● ASSIGNMENT
Give the data again in full, with every character unchanged.

● SOURCE DATA
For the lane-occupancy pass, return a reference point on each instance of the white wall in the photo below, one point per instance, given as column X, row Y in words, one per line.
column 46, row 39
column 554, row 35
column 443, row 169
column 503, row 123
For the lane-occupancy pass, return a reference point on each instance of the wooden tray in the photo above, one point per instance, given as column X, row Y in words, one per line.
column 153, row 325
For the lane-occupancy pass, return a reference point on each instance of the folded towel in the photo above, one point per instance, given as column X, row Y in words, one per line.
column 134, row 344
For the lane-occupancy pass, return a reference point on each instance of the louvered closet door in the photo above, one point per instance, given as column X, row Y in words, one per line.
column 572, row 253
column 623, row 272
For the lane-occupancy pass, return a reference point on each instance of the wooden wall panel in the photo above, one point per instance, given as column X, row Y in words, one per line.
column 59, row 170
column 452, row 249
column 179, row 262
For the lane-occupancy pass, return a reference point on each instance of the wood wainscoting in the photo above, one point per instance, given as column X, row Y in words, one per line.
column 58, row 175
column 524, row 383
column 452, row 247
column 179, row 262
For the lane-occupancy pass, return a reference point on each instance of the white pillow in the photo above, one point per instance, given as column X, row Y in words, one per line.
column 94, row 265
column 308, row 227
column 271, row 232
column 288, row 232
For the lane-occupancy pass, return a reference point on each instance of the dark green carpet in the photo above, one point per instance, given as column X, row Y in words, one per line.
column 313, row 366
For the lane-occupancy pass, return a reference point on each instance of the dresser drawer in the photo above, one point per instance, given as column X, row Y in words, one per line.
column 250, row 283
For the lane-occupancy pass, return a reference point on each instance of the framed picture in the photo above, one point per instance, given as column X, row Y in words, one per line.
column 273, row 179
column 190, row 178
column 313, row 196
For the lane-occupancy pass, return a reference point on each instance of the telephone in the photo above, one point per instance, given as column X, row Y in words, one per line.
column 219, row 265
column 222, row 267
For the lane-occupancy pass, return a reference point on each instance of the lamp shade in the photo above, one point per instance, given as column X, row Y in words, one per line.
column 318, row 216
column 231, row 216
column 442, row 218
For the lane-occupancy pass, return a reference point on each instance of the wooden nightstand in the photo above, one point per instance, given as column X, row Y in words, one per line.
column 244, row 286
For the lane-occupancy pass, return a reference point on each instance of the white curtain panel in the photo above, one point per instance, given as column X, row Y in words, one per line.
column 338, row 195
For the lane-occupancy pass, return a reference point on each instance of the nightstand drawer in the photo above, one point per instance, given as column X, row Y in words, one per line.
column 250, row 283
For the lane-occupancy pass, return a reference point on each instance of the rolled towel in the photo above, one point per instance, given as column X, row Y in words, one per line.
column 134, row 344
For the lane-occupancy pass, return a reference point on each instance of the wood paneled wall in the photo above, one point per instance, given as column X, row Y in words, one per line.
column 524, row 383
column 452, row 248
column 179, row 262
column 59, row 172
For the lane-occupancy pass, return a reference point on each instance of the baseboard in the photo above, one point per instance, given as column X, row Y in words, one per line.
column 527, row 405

● ANSWER FOR THE TASK
For the lane-occupancy pass, return a reference point on each instance of the white wall in the photo below, one point per instance, given as column X, row Y in words, one per line.
column 46, row 39
column 554, row 35
column 443, row 169
column 503, row 123
For the lane-occupancy pass, return a reference point on each instance of the wooden tray in the photo above, one point per instance, given as column X, row Y in words, one per line.
column 153, row 325
For the lane-occupancy pass, return a reference point on each instance of the folded towel in the photo above, one point per instance, given as column X, row Y in words, one per line.
column 134, row 344
For the lane-occupancy pass, return a reference point on each instance of the louvered closet door in the photo above, one point per instance, given as column X, row Y in words, one per line.
column 572, row 253
column 623, row 272
For the lane-occupancy pass, return a reference point on each instance of the wooden wall panel in the photo above, one point per instance, given as column X, row Y in words, one per line.
column 59, row 170
column 452, row 249
column 179, row 262
For the lane-occupancy pass, return a reference point on each instance of the wood wainscoting in the photo above, one point per instance, given as column X, row Y in words, one per line.
column 58, row 175
column 524, row 383
column 452, row 247
column 179, row 262
For the lane-occupancy pass, return a reference point on each instance of the white pillow in the photo above, one point per instance, given as column X, row Y in words, one per line.
column 94, row 265
column 308, row 227
column 271, row 232
column 288, row 232
For the lane-occupancy pass, return a reference point on each instance of the dark green carpet in the photo above, one point per instance, given as column X, row Y in words, one per line.
column 313, row 366
For the lane-occupancy pass, return a reference point on each instance of the dresser drawer in the photo above, one point per instance, given as column X, row Y in words, one per line.
column 250, row 283
For the lane-occupancy pass, return a reference point on each instance of the framed picture in the photo above, one point per instance, given as column X, row Y in words, one per line.
column 273, row 179
column 190, row 178
column 313, row 196
For the lane-occupancy pass, return a reference point on each instance of the telephone in the photo above, one point per instance, given as column X, row Y in words, one per line.
column 219, row 265
column 222, row 267
For the lane-occupancy pass, return a reference point on each instance of the lamp shade in the photo above, one point per instance, given as column X, row Y in words, one per line.
column 318, row 216
column 231, row 216
column 442, row 218
For the lane-occupancy pass, return a reference point on each instance of the wooden nightstand in the photo above, one point per instance, given as column X, row Y in words, one per line.
column 244, row 286
For the lane-occupancy pass, return a reference point on each instance of the white curtain panel in the photo above, one point per instance, given as column X, row Y in words, one per line.
column 338, row 195
For the lane-occupancy pass, return a reference point on each instance of the nightstand drawer in the photo above, one point per instance, given as column X, row Y in words, one per line.
column 250, row 283
For the lane-occupancy pass, return a reference point on each instance of the rolled towel in the photo above, one point per instance, given as column X, row Y in words, one per line.
column 134, row 344
For the lane-occupancy pass, return a reference point on each instance of the wood paneled wall in the photo above, one point per instance, given as column X, row Y in words, one per line.
column 524, row 383
column 452, row 248
column 179, row 262
column 59, row 172
For the lane-occupancy pass, return a reference point on each instance of the baseboard in the photo above, one point per instance, given as column X, row Y in words, one per line.
column 527, row 405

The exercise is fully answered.